**EXERCISE AIM:** Rewrite the data below as a numbered list with one line per item. Skip the blank lines and omit the pictures.

**DATA FOR THIS EXERCISE:**

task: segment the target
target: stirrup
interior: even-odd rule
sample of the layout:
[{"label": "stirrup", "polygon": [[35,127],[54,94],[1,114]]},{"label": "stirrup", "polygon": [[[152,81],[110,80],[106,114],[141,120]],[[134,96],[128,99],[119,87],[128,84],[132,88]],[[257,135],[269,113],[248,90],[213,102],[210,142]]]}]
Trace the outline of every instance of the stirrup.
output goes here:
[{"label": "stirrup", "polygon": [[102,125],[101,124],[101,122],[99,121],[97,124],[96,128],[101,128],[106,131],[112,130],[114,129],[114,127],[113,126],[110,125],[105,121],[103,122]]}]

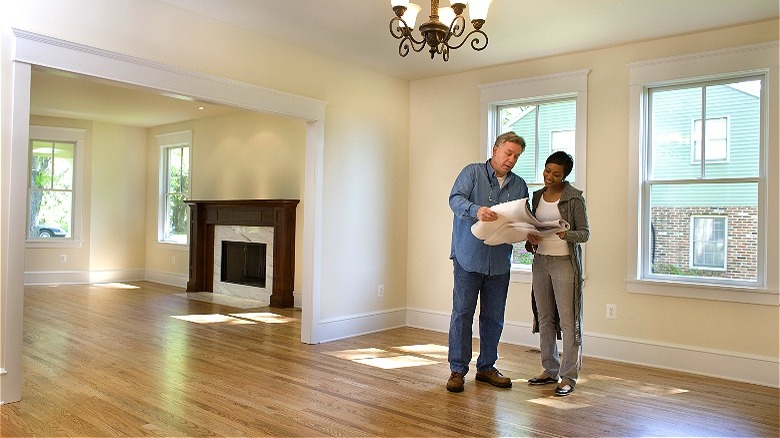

**COMPLETE OUTPUT:**
1. task: segment the target
2. target: stirrup
3. interior: even-odd rule
4. sample of the layout:
5. [{"label": "stirrup", "polygon": [[35,127],[54,94],[1,114]]},{"label": "stirrup", "polygon": [[[152,81],[110,80],[106,114],[141,120]],[[134,96],[128,99],[119,87],[128,84],[132,88]],[[257,135],[269,113],[248,90],[213,102],[210,142]]]}]
6. Trace the outline of every instance of the stirrup.
7. output goes here:
8. [{"label": "stirrup", "polygon": [[102,125],[101,124],[101,122],[99,121],[97,124],[96,128],[101,128],[106,131],[112,130],[114,129],[114,127],[113,126],[110,125],[105,121],[103,122]]}]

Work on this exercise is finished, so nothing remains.